Provisional estimates for 2017 show that these businesses acquired £1,866 billion and disposed of £1,777 billion longer-term financial instruments. Net investment is the difference between acquisitions and disposals of longer-term assets, as well as changes in holdings of short-term assets, and can therefore be volatile. Table 1 (at the end of this section) displays net investment data by asset type.

Quarter 4 (Oct to Dec) 2017 was the fourth consecutive quarter of net investment (£24 billion (Figure 1)). In terms of context, the five-year quarterly average for this series is net investment of £9 billion. Net investment was reported in short-term assets, UK government sterling securities and other assets.

For 2017 as a whole, net investment reported by the institutions covered in this release is provisionally estimated at £91 billion, the highest since the start of this series in 1987.

Net investment or net disinvestment varies across the quarters of a calendar year and so an increase or decrease in investment from one quarter to the next is not necessarily an indicator of improved or worsening economic activity. A better gauge of investor activity is the composition of investment between types of instruments over a number of quarters, which is more likely to reflect varying investment strategies.

Short-term assets

Investment in short-term assets (those maturing within one year of their originating date) can be affected by the level of the net inflows of funds into the businesses concerned (premiums or contributions, for example) and by the relative attractiveness of other investments, both in terms of their potential returns and risk.

## INFORMATION SHOWN
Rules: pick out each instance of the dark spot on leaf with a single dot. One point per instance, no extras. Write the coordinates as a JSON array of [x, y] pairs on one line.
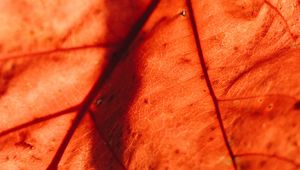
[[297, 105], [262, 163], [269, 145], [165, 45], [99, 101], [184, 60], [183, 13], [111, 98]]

## EXERCISE GOAL
Can you copy everything from "For 2017 as" down to "varying investment strategies." in the text on 2017 net investment, renaming "gauge" as "measure"? These lines were taken from a separate source.

## WRITTEN SOLUTION
For 2017 as a whole, net investment reported by the institutions covered in this release is provisionally estimated at £91 billion, the highest since the start of this series in 1987.

Net investment or net disinvestment varies across the quarters of a calendar year and so an increase or decrease in investment from one quarter to the next is not necessarily an indicator of improved or worsening economic activity. A better measure of investor activity is the composition of investment between types of instruments over a number of quarters, which is more likely to reflect varying investment strategies.